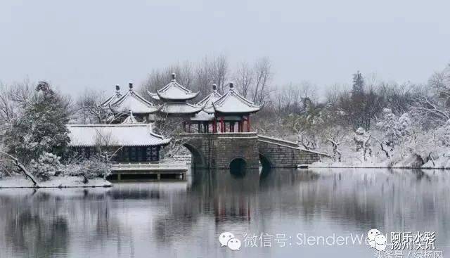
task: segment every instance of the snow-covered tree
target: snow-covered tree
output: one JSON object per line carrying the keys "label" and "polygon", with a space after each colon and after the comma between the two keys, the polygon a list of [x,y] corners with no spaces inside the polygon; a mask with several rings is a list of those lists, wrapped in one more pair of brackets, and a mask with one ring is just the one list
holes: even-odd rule
{"label": "snow-covered tree", "polygon": [[41,82],[35,98],[22,103],[22,111],[6,129],[6,152],[25,164],[44,153],[60,156],[70,141],[66,127],[68,106],[49,84]]}
{"label": "snow-covered tree", "polygon": [[361,152],[364,161],[367,160],[367,155],[372,156],[372,149],[371,148],[371,136],[366,130],[359,127],[355,131],[353,140],[356,146],[356,152]]}
{"label": "snow-covered tree", "polygon": [[110,172],[110,169],[105,170],[103,160],[94,157],[68,165],[64,174],[70,176],[82,176],[83,182],[87,183],[90,179],[105,178]]}
{"label": "snow-covered tree", "polygon": [[40,180],[49,180],[51,176],[58,175],[62,172],[63,166],[60,159],[60,157],[54,154],[44,152],[37,160],[31,160],[30,170]]}

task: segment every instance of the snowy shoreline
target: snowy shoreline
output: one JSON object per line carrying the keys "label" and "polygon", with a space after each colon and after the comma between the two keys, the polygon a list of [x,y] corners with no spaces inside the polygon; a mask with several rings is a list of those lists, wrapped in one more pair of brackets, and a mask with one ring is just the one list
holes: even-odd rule
{"label": "snowy shoreline", "polygon": [[427,162],[420,167],[405,166],[405,165],[387,165],[387,164],[361,164],[361,165],[349,165],[344,162],[316,162],[308,165],[308,168],[347,168],[347,169],[450,169],[450,167],[446,164],[439,164],[432,166],[432,164]]}
{"label": "snowy shoreline", "polygon": [[46,181],[39,182],[39,186],[22,176],[5,177],[0,179],[0,189],[1,188],[96,188],[111,187],[112,184],[102,179],[91,179],[87,183],[83,183],[81,176],[52,176]]}

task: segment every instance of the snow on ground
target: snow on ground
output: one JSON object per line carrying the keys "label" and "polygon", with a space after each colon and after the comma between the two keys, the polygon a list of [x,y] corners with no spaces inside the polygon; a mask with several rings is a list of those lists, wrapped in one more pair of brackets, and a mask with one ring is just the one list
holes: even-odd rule
{"label": "snow on ground", "polygon": [[324,158],[321,161],[314,162],[309,167],[354,167],[354,168],[408,168],[408,169],[450,169],[450,158],[439,157],[436,160],[428,161],[423,165],[417,165],[413,157],[406,156],[403,159],[370,159],[364,161],[362,159],[349,159],[343,162],[335,162],[331,159]]}
{"label": "snow on ground", "polygon": [[[72,188],[72,187],[110,187],[112,184],[102,179],[91,179],[87,183],[83,183],[81,176],[53,176],[49,181],[39,182],[41,188]],[[22,176],[4,177],[0,179],[0,188],[32,188],[33,183]]]}

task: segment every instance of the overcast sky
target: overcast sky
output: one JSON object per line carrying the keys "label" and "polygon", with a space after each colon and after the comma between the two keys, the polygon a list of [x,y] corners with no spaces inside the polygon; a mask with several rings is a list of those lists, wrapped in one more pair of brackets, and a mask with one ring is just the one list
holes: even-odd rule
{"label": "overcast sky", "polygon": [[274,83],[425,82],[450,62],[450,1],[0,1],[0,82],[140,84],[205,55],[269,56]]}

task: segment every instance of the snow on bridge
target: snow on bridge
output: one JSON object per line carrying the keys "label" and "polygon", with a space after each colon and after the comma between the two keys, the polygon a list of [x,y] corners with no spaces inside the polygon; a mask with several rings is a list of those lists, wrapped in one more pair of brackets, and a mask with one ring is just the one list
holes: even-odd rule
{"label": "snow on bridge", "polygon": [[297,167],[319,160],[323,153],[307,150],[297,143],[249,133],[184,134],[182,144],[198,168],[229,169],[233,160],[243,159],[248,168]]}

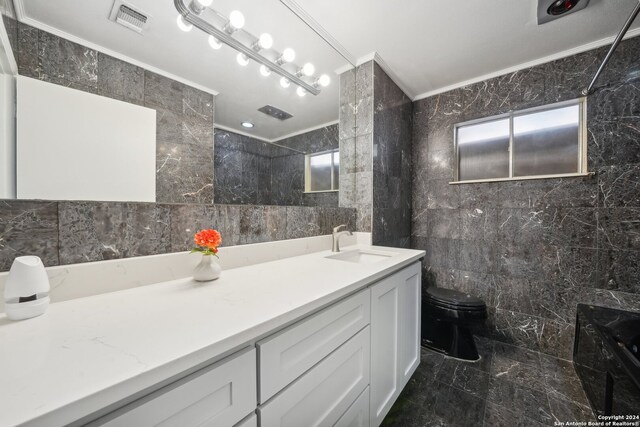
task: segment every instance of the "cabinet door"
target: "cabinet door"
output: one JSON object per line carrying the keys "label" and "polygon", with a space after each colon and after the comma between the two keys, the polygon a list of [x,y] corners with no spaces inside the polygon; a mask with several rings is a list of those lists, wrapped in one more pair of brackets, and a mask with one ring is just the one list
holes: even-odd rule
{"label": "cabinet door", "polygon": [[371,287],[371,425],[379,426],[420,363],[420,264]]}
{"label": "cabinet door", "polygon": [[333,427],[369,427],[369,412],[367,387]]}
{"label": "cabinet door", "polygon": [[398,302],[396,275],[371,288],[371,425],[380,425],[398,396]]}
{"label": "cabinet door", "polygon": [[420,265],[400,272],[399,372],[400,390],[407,385],[420,363],[420,316],[422,283]]}
{"label": "cabinet door", "polygon": [[251,348],[143,397],[96,425],[230,427],[255,409],[256,392],[256,350]]}
{"label": "cabinet door", "polygon": [[258,408],[260,427],[333,426],[369,384],[367,326]]}
{"label": "cabinet door", "polygon": [[259,403],[344,344],[369,323],[369,289],[257,343]]}

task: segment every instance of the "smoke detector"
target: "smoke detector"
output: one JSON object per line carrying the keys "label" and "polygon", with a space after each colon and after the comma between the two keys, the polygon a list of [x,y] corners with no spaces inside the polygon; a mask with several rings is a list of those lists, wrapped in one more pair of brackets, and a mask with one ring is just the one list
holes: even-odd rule
{"label": "smoke detector", "polygon": [[293,117],[291,114],[277,107],[274,107],[273,105],[265,105],[264,107],[258,108],[258,111],[281,121],[285,121]]}
{"label": "smoke detector", "polygon": [[116,0],[113,3],[109,19],[122,25],[125,28],[142,34],[149,26],[150,16],[133,5],[122,0]]}
{"label": "smoke detector", "polygon": [[589,0],[538,0],[538,25],[584,9]]}

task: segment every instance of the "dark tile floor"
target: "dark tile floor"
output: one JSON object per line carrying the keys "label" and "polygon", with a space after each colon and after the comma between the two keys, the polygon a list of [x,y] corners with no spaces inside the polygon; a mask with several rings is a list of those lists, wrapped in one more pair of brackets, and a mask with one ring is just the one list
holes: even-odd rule
{"label": "dark tile floor", "polygon": [[553,426],[595,421],[570,361],[476,338],[481,359],[422,349],[383,426]]}

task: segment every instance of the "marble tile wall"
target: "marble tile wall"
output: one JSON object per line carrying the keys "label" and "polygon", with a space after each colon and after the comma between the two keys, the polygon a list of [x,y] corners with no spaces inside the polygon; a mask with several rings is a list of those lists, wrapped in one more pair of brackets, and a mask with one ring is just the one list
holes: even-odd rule
{"label": "marble tile wall", "polygon": [[282,147],[216,129],[215,203],[337,207],[337,192],[304,193],[303,153],[338,148],[338,125],[286,138],[276,144]]}
{"label": "marble tile wall", "polygon": [[354,209],[0,200],[0,271],[21,255],[53,266],[185,251],[202,228],[232,246],[331,234],[343,223],[355,227]]}
{"label": "marble tile wall", "polygon": [[214,97],[4,17],[21,75],[156,110],[156,200],[212,203]]}
{"label": "marble tile wall", "polygon": [[215,203],[271,204],[271,144],[215,129]]}
{"label": "marble tile wall", "polygon": [[340,75],[339,203],[357,209],[356,231],[371,231],[373,89],[373,61]]}
{"label": "marble tile wall", "polygon": [[377,63],[373,84],[373,244],[406,248],[411,243],[413,104]]}
{"label": "marble tile wall", "polygon": [[482,297],[481,333],[571,358],[580,302],[640,310],[640,37],[588,100],[592,178],[449,185],[453,125],[577,98],[607,48],[414,102],[412,246],[424,286]]}

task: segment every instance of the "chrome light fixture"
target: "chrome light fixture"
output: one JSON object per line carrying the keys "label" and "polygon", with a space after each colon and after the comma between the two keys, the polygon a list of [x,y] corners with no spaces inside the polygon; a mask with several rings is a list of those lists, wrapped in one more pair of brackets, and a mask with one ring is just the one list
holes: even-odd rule
{"label": "chrome light fixture", "polygon": [[[187,4],[188,1],[190,2]],[[326,74],[314,77],[315,67],[313,64],[306,63],[302,67],[293,64],[296,58],[296,53],[293,49],[286,48],[282,53],[274,52],[271,49],[273,38],[270,34],[263,33],[256,37],[243,30],[243,35],[248,35],[248,38],[254,40],[251,44],[245,44],[235,38],[234,34],[241,30],[245,24],[244,15],[240,11],[234,10],[227,19],[215,10],[209,9],[221,18],[219,21],[224,21],[224,25],[220,26],[216,26],[204,19],[202,13],[212,3],[213,0],[174,0],[175,7],[179,12],[177,18],[178,27],[185,32],[197,27],[209,35],[209,45],[212,49],[219,49],[222,44],[226,44],[238,51],[236,57],[238,64],[246,66],[250,60],[254,60],[260,65],[261,75],[266,77],[271,72],[280,75],[280,86],[287,88],[291,83],[297,85],[299,96],[305,96],[307,92],[318,95],[320,87],[326,87],[330,84],[331,79]],[[246,37],[241,38],[246,39]],[[291,72],[287,67],[296,71]]]}

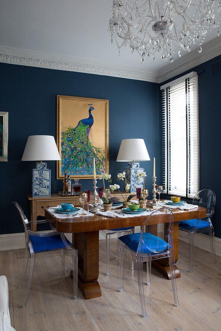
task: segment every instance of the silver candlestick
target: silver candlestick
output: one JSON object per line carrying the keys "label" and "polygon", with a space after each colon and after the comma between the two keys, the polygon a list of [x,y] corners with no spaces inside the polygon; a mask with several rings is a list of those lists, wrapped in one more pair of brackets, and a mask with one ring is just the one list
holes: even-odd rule
{"label": "silver candlestick", "polygon": [[98,187],[96,186],[97,179],[96,178],[93,178],[93,184],[94,184],[93,187],[94,189],[94,193],[92,194],[92,195],[94,197],[94,203],[92,204],[93,206],[90,209],[90,212],[91,212],[92,213],[96,213],[96,212],[98,212],[101,210],[99,204],[97,203],[97,202],[98,200],[98,194],[96,191],[96,189]]}
{"label": "silver candlestick", "polygon": [[152,178],[153,178],[153,188],[152,190],[152,193],[153,193],[153,202],[151,203],[151,204],[153,207],[154,207],[155,206],[158,206],[158,203],[157,202],[157,199],[156,198],[156,194],[157,193],[157,190],[156,189],[156,184],[155,184],[155,182],[156,182],[156,180],[157,177],[152,177]]}

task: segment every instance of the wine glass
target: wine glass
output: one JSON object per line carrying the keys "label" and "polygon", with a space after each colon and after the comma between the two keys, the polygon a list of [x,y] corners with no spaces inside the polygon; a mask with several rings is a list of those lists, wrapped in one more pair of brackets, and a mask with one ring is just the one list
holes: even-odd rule
{"label": "wine glass", "polygon": [[89,205],[88,204],[88,203],[90,201],[91,190],[85,190],[84,191],[85,193],[87,193],[87,195],[88,196],[88,200],[87,200],[87,202],[88,203],[88,213],[89,213]]}
{"label": "wine glass", "polygon": [[88,196],[86,193],[85,193],[84,192],[81,192],[79,194],[79,201],[83,205],[83,211],[82,212],[82,214],[79,214],[79,215],[81,216],[85,216],[87,214],[85,214],[84,213],[84,205],[85,202],[88,200]]}
{"label": "wine glass", "polygon": [[99,195],[99,204],[101,206],[101,198],[103,196],[103,187],[98,188],[98,195]]}
{"label": "wine glass", "polygon": [[149,192],[148,192],[148,190],[141,190],[140,193],[140,196],[141,198],[143,198],[144,200],[145,200],[149,195]]}
{"label": "wine glass", "polygon": [[157,190],[157,193],[159,195],[159,201],[158,202],[160,202],[160,194],[163,191],[163,186],[162,185],[157,185],[157,187],[156,188]]}
{"label": "wine glass", "polygon": [[137,191],[137,198],[138,200],[140,200],[140,198],[141,189],[141,187],[136,187],[136,190]]}

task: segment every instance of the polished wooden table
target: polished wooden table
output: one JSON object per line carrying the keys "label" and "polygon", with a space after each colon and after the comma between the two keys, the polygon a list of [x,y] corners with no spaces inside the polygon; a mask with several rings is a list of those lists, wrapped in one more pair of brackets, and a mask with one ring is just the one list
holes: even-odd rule
{"label": "polished wooden table", "polygon": [[[56,218],[45,209],[45,216],[49,220],[54,227],[59,232],[72,233],[72,244],[78,251],[78,284],[86,299],[101,296],[100,286],[97,279],[99,275],[99,231],[107,229],[116,229],[142,225],[147,216],[136,216],[128,218],[105,217],[95,215],[94,216],[73,218]],[[173,209],[174,219],[173,240],[175,262],[178,256],[178,221],[206,216],[205,208],[181,211]],[[157,215],[147,222],[148,231],[157,234],[157,224],[165,224],[165,233],[168,215]],[[166,234],[165,235],[166,236]],[[168,279],[171,279],[168,258],[152,261],[152,265],[157,267]],[[180,273],[175,266],[176,277]],[[71,271],[71,276],[72,270]]]}
{"label": "polished wooden table", "polygon": [[[125,192],[123,191],[121,192],[123,196],[125,197]],[[116,198],[122,199],[122,196],[118,191],[113,192],[111,194]],[[63,197],[57,193],[53,193],[51,194],[50,197],[33,198],[31,194],[28,194],[27,197],[31,204],[31,222],[37,221],[37,217],[38,216],[44,216],[45,208],[49,208],[49,207],[55,207],[58,205],[60,205],[61,203],[68,202],[69,203],[71,203],[74,206],[80,205],[78,195]],[[93,202],[93,197],[91,196],[89,203],[92,203]],[[37,224],[31,224],[31,229],[32,231],[36,232]]]}

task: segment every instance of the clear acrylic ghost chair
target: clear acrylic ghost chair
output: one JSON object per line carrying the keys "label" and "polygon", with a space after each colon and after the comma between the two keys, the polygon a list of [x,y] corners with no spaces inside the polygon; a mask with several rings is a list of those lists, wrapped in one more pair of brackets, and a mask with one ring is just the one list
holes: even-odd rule
{"label": "clear acrylic ghost chair", "polygon": [[[152,220],[156,220],[159,212],[164,213],[165,220],[167,221],[168,233],[165,237],[167,238],[167,241],[149,232],[144,232],[145,225],[151,223]],[[179,306],[175,274],[174,248],[173,239],[173,225],[174,216],[171,210],[166,208],[162,208],[153,212],[147,217],[143,224],[140,233],[123,236],[118,238],[124,243],[121,244],[120,247],[119,290],[120,292],[123,291],[126,253],[129,251],[136,255],[138,285],[142,315],[144,317],[147,316],[143,274],[143,262],[145,261],[147,262],[147,285],[150,285],[151,260],[163,258],[169,258],[175,305],[177,307]]]}
{"label": "clear acrylic ghost chair", "polygon": [[[100,232],[106,239],[106,274],[107,276],[109,275],[109,265],[110,261],[110,237],[111,235],[116,234],[117,238],[118,238],[119,237],[122,235],[123,233],[127,233],[128,234],[132,233],[133,229],[134,228],[134,226],[130,227],[122,228],[120,229],[111,229],[110,230],[103,230],[100,231]],[[120,242],[119,240],[117,241],[116,247],[116,254],[115,257],[117,258],[118,256],[119,248],[120,247]],[[130,268],[131,270],[133,270],[133,259],[131,256],[131,259],[130,260]]]}
{"label": "clear acrylic ghost chair", "polygon": [[217,263],[215,251],[214,230],[210,217],[214,213],[216,196],[211,190],[202,190],[192,200],[192,205],[203,207],[206,209],[206,216],[204,218],[188,219],[179,222],[179,229],[189,234],[189,271],[192,272],[192,263],[194,249],[194,235],[196,233],[208,232],[211,251],[214,262]]}
{"label": "clear acrylic ghost chair", "polygon": [[22,274],[19,280],[19,288],[22,286],[27,270],[28,263],[30,260],[28,285],[26,288],[25,298],[22,303],[22,307],[25,307],[31,290],[34,273],[35,258],[52,256],[48,252],[53,251],[55,256],[61,256],[61,274],[62,278],[65,274],[65,255],[72,257],[73,270],[73,287],[74,299],[77,297],[78,261],[77,250],[73,247],[71,243],[65,237],[64,234],[57,232],[51,226],[53,232],[43,233],[34,232],[31,230],[30,224],[34,223],[48,223],[48,221],[37,221],[29,222],[27,218],[19,205],[15,201],[13,203],[18,209],[25,227],[25,234],[26,253]]}

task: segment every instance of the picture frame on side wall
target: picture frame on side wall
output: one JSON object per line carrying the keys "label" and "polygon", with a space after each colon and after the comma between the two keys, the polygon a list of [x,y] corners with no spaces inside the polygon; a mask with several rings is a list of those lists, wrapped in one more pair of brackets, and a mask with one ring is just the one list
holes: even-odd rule
{"label": "picture frame on side wall", "polygon": [[96,177],[109,172],[109,101],[57,96],[57,179]]}
{"label": "picture frame on side wall", "polygon": [[8,162],[8,113],[0,112],[0,161]]}

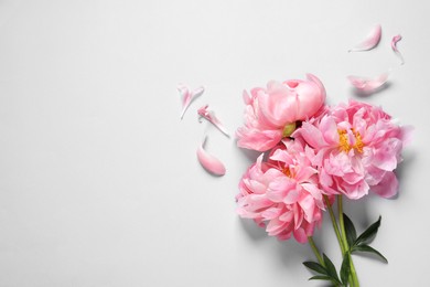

_ _ _ _ _

**Description of the task:** Reproduce the entries word for word, starting at the very beginning and ending with the line that contains "target: snow-covered tree", both included. Omit the pictures from your copy.

**Result for this exercise:**
task: segment every instance of the snow-covered tree
target: snow-covered tree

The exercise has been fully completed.